INSTRUCTION 1
In the passage on Bruce Davidson's color photographs, condense the paragraph that begins "The images on view" into a short bulleted list that keeps its main facts.

SELECTION
↓↓↓

Bruce Davidson, renowned as a documentary photographer, worked around the world for magazines including Vogue, National Geographic, and Life, and often stayed on after official assignments to pursue personal projects. Whether made abroad or closer to home, these color photographs are executed with the same vigor and intensity associated with his black and white work.

The images on view represent Davidson’s personal selections from his lesser-known color archive. Spanning nearly 50 years, the exhibition shows the breadth of his career as he photographed in India and China, at home in New York, in Chicago, and along the Pacific Coast Highway. Davidson also documented Welsh coalfields, family holidays in Martha’s Vineyard, and his travels through Patagonia and Mexico.

In a career spanning more than half a century, Davidson is one of America’s most distinguished photographers. Born in 1933 in Oak Park, Illinois, he began taking photographs at the age of ten. He attended Rochester Institute of Technology and Yale University, where he studied with Josef Albers. He was later drafted into the army and stationed near Paris where he met Henri Cartier-Bresson, one of the founders of the renowned cooperative photography agency Magnum Photos.

↑↑↑

DATASET ENTRIES

↓↓↓

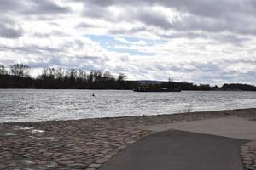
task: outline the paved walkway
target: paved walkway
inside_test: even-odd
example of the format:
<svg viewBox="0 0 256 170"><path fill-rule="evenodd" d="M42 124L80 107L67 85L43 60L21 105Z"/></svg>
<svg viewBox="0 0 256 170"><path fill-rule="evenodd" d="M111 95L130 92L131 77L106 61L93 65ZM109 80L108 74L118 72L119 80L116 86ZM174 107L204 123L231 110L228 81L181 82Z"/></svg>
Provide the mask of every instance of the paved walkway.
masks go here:
<svg viewBox="0 0 256 170"><path fill-rule="evenodd" d="M241 170L247 140L169 130L138 141L100 170Z"/></svg>
<svg viewBox="0 0 256 170"><path fill-rule="evenodd" d="M139 128L156 133L119 153L100 170L241 170L240 147L256 139L256 122L241 117ZM243 162L253 166L248 160Z"/></svg>
<svg viewBox="0 0 256 170"><path fill-rule="evenodd" d="M152 126L140 126L140 128L155 132L177 129L205 134L256 140L256 121L243 117L224 117Z"/></svg>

↑↑↑

INSTRUCTION 2
Reproduce the part of the listing that opens at its first line and closes with the line containing "170L247 140L169 130L138", both ends included, word for word. Leave the picture out of your answer.

EXERCISE ANSWER 1
- The photographs are Davidson's own picks from his lesser-known color archive.
- The exhibition spans nearly 50 years of his career.
- He photographed in India and China, at home in New York, in Chicago, and along the Pacific Coast Highway.
- He also documented Welsh coalfields, family holidays in Martha's Vineyard, and his travels through Patagonia and Mexico.

EXERCISE ANSWER 2
task: outline the paved walkway
target: paved walkway
inside_test: even-odd
example of the format:
<svg viewBox="0 0 256 170"><path fill-rule="evenodd" d="M42 124L80 107L67 85L43 60L21 105Z"/></svg>
<svg viewBox="0 0 256 170"><path fill-rule="evenodd" d="M111 95L130 92L131 77L106 61L93 65ZM109 80L108 74L118 72L119 80L116 86ZM174 107L204 123L231 110L228 81L181 82Z"/></svg>
Provide the mask of every instance of the paved walkway.
masks go here:
<svg viewBox="0 0 256 170"><path fill-rule="evenodd" d="M241 170L247 140L169 130L138 141L100 170Z"/></svg>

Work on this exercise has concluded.